PASSAGE GIVEN>
You can try to see the most famous temples in Bangkok in one day on a guided tour, but honestly, this is not something I would recommend.

Temple fatigue is real and so is the heat. Rushing from place to place ticking off sites is just not enjoyable and does not allow you to appreciate the beauty of the temples. By the end of the day, you are worn out and the temples you have seen are a blur. 

  • If you only have one day, then I suggest you pick two or three temples at most. 
  • If you are in Bangkok for more than a few days, I would recommend you space your temple visits out to one or two a day. 
  • Include one of the best known and one of the newer or less visited ones on our list for some variety and to allow you to experience a less crowded but equally wonderful places. 

The best way to see the temples is to plan your day around one or two of them and add some food and some other air-conditioned sites in between to give you a relaxing, well-rounded day.

My must sees may not be yours, however if this is your first visit, then I would choose Wat Pho and its reclining Buddha.

The iconic Wat Arun on the riverside can be enjoyed from a distance if time is short. It looks especially beautiful at night.

For something entirely different, take a trip to Wat Paknam Phasi Charoen, preferably by long-tail at sunset.

Wat Pho is one of the most famous and oldest temples in Bangkok. It’s best known for its massive reclining Buddha statue, which is 46 meters long and covered in gold leaf. What most visitors don’t realise is that Wat Pho has a lot more to offer than its most famous feature. 

Wat Pho buddhas
The Wat Pho complex is more than just the reclining Buddha

The temple complex also houses over 1,000 Buddha images, making it a significant religious site for Buddhists. Wander the beautifully decorated pavilion and tranquil courtyards and take some time to look at intricate murals that depict Buddhist teachings.

Immersing in the Serenity: What to Expect Inside Wat Pho

Once you step inside the heart of Wat Pho, it’s worth spending some time strolling around its courtyards. These are beautiful. I prefer this complex to the Grand Palace, its quieter

Monks at Wat Pho
Early morning at Wat Pho

Nothing eclipses the temple’s central attraction: the 46m long and 15m tall statue of the Reclining Buddha. Encased in gold leaf, this image of Buddha during his last illness is humbling. 

Don’t miss the mother-of-pearl inscriptions at the soles of the statue. These depict the 108 positive actions, called Lokshans, that helped Buddha achieve perfection.

PROBLEM SET>
(1) Copy the passage on Bangkok's temples word for word, starting with "The best way" and going on through "beautiful at night.".
(2) Extend the passage on Bangkok's temples, picking up right after its final sentence.
The material that follows the text plays no part here.

Dataset rows:

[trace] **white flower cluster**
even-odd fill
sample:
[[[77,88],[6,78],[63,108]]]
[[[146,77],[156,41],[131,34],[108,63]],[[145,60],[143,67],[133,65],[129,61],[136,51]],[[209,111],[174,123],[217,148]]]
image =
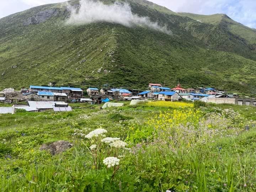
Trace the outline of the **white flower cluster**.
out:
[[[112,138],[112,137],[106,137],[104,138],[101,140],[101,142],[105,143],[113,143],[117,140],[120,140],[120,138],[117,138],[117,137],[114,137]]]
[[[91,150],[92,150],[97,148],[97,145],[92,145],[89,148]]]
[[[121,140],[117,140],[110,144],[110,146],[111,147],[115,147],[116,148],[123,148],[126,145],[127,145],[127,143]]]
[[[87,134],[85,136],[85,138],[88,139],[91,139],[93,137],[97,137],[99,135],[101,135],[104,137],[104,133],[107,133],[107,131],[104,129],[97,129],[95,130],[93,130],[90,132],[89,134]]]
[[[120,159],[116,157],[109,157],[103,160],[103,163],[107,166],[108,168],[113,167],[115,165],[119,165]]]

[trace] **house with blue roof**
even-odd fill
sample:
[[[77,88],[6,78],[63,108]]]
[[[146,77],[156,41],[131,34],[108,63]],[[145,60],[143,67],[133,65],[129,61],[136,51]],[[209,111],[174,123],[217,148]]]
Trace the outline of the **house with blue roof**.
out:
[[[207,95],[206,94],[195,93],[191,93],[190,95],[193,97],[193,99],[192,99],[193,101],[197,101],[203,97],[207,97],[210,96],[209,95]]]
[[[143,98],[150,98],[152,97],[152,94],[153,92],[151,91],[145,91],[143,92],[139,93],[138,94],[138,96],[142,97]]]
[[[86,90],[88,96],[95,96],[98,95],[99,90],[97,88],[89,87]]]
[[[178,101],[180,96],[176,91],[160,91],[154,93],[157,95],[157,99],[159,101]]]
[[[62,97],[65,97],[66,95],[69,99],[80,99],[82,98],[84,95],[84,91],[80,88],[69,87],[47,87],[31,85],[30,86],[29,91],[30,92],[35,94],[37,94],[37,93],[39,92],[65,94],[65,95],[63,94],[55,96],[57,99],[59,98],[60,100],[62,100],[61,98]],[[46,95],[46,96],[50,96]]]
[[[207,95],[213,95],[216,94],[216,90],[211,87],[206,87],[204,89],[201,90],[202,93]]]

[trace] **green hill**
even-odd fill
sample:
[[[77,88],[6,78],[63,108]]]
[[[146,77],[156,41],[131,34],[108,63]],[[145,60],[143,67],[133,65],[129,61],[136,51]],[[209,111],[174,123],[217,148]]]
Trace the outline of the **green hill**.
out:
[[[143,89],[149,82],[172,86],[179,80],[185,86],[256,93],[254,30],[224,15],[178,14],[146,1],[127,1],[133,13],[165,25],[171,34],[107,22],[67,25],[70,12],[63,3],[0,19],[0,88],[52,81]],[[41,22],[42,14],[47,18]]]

* * *

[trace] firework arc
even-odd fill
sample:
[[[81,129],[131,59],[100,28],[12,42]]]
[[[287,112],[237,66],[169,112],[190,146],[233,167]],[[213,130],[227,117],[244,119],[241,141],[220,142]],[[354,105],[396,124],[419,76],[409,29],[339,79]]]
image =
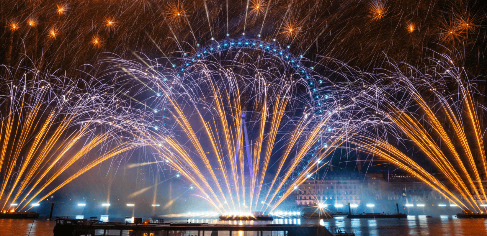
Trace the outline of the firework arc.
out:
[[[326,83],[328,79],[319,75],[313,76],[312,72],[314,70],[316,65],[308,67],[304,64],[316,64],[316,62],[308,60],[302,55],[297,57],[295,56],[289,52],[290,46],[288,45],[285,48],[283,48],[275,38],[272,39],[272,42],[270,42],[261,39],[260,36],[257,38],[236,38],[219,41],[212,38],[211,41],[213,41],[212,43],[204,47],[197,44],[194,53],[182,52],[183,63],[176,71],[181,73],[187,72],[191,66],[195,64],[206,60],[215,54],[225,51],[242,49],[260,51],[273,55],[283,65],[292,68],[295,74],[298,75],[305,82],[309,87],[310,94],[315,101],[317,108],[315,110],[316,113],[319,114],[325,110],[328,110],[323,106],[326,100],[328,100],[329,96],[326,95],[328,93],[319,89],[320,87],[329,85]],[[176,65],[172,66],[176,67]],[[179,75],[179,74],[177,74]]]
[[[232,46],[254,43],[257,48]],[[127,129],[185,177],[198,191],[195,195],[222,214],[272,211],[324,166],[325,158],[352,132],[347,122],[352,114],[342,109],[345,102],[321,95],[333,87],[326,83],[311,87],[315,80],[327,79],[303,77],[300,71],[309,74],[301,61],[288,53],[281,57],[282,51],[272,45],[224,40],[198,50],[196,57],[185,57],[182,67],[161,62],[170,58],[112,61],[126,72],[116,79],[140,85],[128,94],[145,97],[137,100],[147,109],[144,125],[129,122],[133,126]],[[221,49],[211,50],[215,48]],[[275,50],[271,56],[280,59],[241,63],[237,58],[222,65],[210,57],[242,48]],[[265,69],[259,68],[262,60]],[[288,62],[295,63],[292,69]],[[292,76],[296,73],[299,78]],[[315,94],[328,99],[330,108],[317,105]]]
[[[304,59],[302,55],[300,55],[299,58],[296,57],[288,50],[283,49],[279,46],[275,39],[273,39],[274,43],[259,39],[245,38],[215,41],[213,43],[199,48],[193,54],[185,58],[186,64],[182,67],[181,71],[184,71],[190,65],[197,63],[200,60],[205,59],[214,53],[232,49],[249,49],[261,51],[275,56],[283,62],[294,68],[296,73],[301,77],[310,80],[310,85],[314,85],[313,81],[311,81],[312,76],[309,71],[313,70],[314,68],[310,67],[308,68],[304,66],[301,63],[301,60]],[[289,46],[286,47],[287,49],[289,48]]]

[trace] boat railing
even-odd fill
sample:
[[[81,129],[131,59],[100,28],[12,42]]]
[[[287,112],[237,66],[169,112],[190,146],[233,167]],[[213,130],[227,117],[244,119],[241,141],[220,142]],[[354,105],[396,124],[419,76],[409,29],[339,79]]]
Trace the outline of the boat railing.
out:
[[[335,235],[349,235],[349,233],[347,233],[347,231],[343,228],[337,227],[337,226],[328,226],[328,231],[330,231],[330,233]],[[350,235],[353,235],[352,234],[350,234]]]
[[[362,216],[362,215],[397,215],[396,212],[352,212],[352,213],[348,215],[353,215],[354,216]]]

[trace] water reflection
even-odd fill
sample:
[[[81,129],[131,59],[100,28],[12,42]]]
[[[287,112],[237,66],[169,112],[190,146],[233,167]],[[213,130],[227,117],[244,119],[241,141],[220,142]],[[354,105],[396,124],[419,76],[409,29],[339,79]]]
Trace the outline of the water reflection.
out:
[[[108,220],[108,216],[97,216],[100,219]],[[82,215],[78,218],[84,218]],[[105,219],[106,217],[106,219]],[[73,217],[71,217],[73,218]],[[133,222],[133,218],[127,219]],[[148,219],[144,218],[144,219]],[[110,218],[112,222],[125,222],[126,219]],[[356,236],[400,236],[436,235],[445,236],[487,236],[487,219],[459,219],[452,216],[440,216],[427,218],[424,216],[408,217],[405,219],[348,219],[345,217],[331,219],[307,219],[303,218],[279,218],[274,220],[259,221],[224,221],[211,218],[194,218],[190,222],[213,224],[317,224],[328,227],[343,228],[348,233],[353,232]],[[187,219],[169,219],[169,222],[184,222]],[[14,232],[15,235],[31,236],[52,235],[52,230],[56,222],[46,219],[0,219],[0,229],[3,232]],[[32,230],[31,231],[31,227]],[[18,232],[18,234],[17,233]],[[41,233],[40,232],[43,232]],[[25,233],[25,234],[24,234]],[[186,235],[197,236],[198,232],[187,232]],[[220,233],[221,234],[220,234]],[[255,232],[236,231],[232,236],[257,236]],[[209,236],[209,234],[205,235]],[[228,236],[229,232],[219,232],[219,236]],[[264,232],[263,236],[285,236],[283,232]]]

TASK ANSWERS>
(1)
The best way to see the temples is to plan your day around one or two of them and add some food and some other air-conditioned sites in between to give you a relaxing, well-rounded day.

My must sees may not be yours, however if this is your first visit, then I would choose Wat Pho and its reclining Buddha.

The iconic Wat Arun on the riverside can be enjoyed from a distance if time is short. It looks especially beautiful at night.

(2)
Wat Pho feet
108 Lokshans or symbols of Buddhism

Wat Pho is also the birthplace of traditional Thai massage. If your legs are weary from temple-hopping, you can try a revitalising massage here for a reasonable fee. 

The best time of day to visit Wat Pho

For our first visit, we arrived right on opening before the heat of the day kicked in. There were only three other people in the entire complex, making it perfect for enjoying quiet contemplation. We have also visited at dusk when the temple lights up, a perfect time to capture some stunning photos. 

What to do near Wat Pho

  • Pop into Museum Siam to learn more about Thai culture, it’s only two minutes away.
  • Visit Pak Khlong Talat, the nearby Flower Market, for a burst of colour and culture
  • Grab a bargain priced drink with a view at Poh Tha Tian. It’s right on the riverfront.
  • Ride the Chao Phraya HOHO Ferry, it stops at Rajinee Pier.

How to get to Wat Pho 

Wat Pho is well-connected by various modes of public transportation, making it easy for first-time visitors. 

Where: 2 Sanamchai Rd, Grand Palace Subdistrict, Pranakorn District
When: Daily from 8am-6.30pm
How: From Sathorn Central Pier, you can take the Chao Phraya Express Boat or an orange flag boat towards Tha Tien pier, this is currently closed for repairs so jump off at Rajinee which is the stop before. It’s next to the nearest MRT stop at Sanam Chai, an easy 8 minute walk away.

Head to Yaowarat in Bangkok’s Chinatown, and you’ll discover Wat Traimit Withayaram Worawihan, the ‘Temple of the Golden Buddha’. This temple is home to the world’s largest gold seated Buddha – a remarkable 3 metres high and weighing around 5.5 tonne! 

The Golden Temple just before an afternoon storm

The secret of the Golden Buddha

Wat Traimit has an extraordinary history. The golden Buddha statue was cleverly concealed in plaster around the 15th century by the Ayutthaya Kingdom. This was a common method used to guard valuable treasures from invaders by masking them with less valuable materials. The secret was only discovered when the image was accidentally dropped during relocation in 1955. The covering chipped off, unveiling the impressive, solid gold Buddha beneath. 

Inside Wat Traimit

Inside the main building, you’ll find an exhibition detailing the statue’s fascinating history. If you can’t wait to see the golden statue up close, head straight up the stairs.

The Golden Buddha

Step outside and take in the panoramic view from the top of Wat Traimit over the streets of Chinatown.

Tip: We think Wat Traimit is best visited in the cool of the morning. Afternoons see large numbers of visitors who stop here before heading to Chinatown to eat.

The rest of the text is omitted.